── EXTRACTED ENTRIES ──

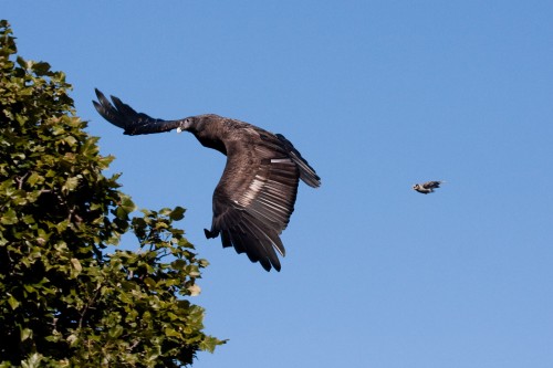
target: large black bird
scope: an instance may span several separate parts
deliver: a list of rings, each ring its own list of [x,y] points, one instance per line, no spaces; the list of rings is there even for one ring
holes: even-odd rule
[[[280,271],[275,250],[284,255],[279,235],[294,211],[298,185],[321,186],[321,178],[283,135],[215,114],[163,120],[137,113],[119,98],[112,103],[96,90],[100,115],[126,135],[177,129],[196,136],[205,147],[227,156],[213,192],[213,221],[206,236],[221,235],[222,246],[234,246],[267,271]]]

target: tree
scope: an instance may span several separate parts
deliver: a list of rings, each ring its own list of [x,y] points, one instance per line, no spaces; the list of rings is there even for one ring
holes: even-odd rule
[[[17,56],[7,21],[0,46],[0,367],[180,367],[223,344],[189,302],[207,261],[185,210],[132,217],[64,74]]]

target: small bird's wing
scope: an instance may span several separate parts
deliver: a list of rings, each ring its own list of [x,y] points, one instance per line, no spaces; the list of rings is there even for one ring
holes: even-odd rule
[[[137,113],[133,107],[112,96],[112,103],[102,92],[96,91],[98,102],[93,101],[94,107],[107,122],[125,129],[127,135],[163,133],[176,129],[181,120],[163,120],[153,118],[144,113]]]
[[[436,189],[440,187],[441,181],[427,181],[422,183],[422,188],[426,189]]]
[[[246,136],[227,144],[227,166],[213,193],[213,222],[208,238],[221,234],[263,269],[280,271],[275,250],[284,255],[279,235],[294,210],[300,169],[273,135],[246,128]]]

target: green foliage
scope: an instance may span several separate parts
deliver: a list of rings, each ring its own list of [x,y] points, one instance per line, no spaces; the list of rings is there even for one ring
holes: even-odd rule
[[[48,63],[0,21],[0,367],[180,367],[223,341],[189,302],[207,266],[182,208],[143,211]],[[15,59],[15,60],[13,60]],[[137,251],[117,250],[133,231]]]

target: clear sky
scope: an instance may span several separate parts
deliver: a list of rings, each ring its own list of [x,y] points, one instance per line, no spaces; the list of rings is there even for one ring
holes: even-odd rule
[[[0,18],[66,73],[123,190],[188,209],[211,263],[194,302],[230,339],[195,367],[553,367],[553,1],[3,0]],[[323,186],[300,187],[282,271],[205,239],[222,155],[123,136],[94,87],[293,141]]]

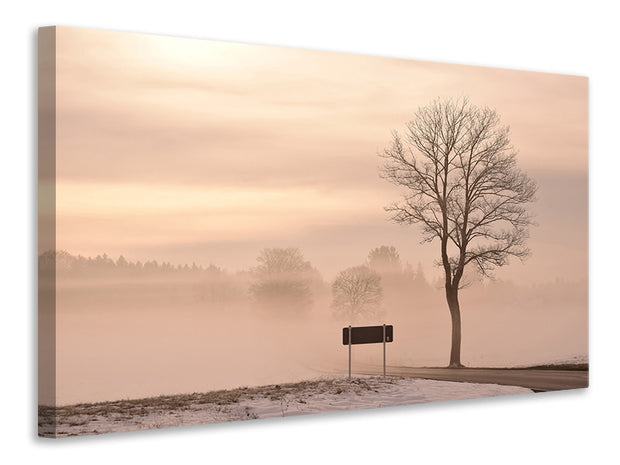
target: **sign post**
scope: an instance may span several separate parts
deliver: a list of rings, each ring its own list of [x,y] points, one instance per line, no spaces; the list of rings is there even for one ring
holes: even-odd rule
[[[349,379],[351,379],[351,325],[349,325]]]
[[[358,326],[342,328],[342,343],[349,346],[349,379],[351,379],[351,345],[352,344],[375,344],[383,343],[383,377],[386,377],[386,344],[394,341],[394,327],[383,324],[382,326]]]
[[[385,323],[383,323],[383,378],[385,379]]]

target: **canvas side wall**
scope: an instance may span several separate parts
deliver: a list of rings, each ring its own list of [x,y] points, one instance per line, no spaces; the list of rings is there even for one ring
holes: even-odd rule
[[[38,34],[38,397],[39,435],[56,421],[56,27]],[[51,408],[49,408],[51,407]]]

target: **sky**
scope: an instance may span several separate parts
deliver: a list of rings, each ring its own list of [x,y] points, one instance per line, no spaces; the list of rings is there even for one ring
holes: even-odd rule
[[[466,96],[539,185],[532,257],[498,277],[587,279],[587,78],[73,28],[56,53],[57,249],[234,271],[294,246],[332,279],[385,244],[432,275],[377,153]]]

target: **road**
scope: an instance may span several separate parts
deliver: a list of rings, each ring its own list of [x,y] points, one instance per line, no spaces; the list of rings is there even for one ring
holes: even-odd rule
[[[359,374],[382,374],[383,368],[355,370]],[[412,368],[388,366],[387,374],[412,378],[467,383],[522,386],[534,391],[558,391],[588,387],[588,371],[502,368]]]

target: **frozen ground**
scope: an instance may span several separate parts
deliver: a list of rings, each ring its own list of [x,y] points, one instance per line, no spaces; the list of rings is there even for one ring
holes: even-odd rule
[[[39,407],[39,434],[80,436],[528,392],[532,391],[497,384],[329,377],[203,394]]]

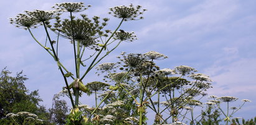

───

● **OBJECTIVE**
Format the listing above as a Markdown table with the columns Number and Record line, giving each line its own row with a running number. Begin at the line that has "target: **sky**" and stop at the end of the listing, leaving out blank lines and any pictures.

● **WRITTEN ANSWER**
| Number | Record line |
|---|---|
| 1 | target: **sky** |
| 2 | scope: an instance may span several separate parts |
| 3 | deliver: a list of rings, each ring its own list of [x,y] points, one instance per line, no spaces; the list of rings is there even for one ring |
| 4 | holes: even-odd rule |
| 5 | [[[466,96],[539,185],[532,257],[498,277],[587,279],[587,78],[73,28],[56,53],[57,249],[234,271],[294,246],[332,279],[385,244],[432,275],[377,153]]] |
| 6 | target: **road** |
| 7 | scope: an instance may span several separate parts |
| 8 | deliver: a list of rings, each ring its own list of [x,y] points, one instance per line, no spaces; the list of rings is there even for one ring |
| 9 | holes: even-odd rule |
| 10 | [[[359,374],[382,374],[383,368],[355,370]],[[412,368],[388,366],[387,374],[412,378],[467,383],[522,386],[534,391],[558,391],[588,387],[588,371],[502,368]]] |
| 11 | target: **frozen ground** |
| 12 | scope: an instance may span several separate parts |
| 13 | deliver: a list of rings, each ring its own list of [x,y] points, one instance per line, no spaces; the list of rings is there even for one ring |
| 14 | holes: even-odd rule |
| 15 | [[[39,407],[39,434],[80,436],[528,392],[532,391],[497,384],[329,377],[203,394]]] |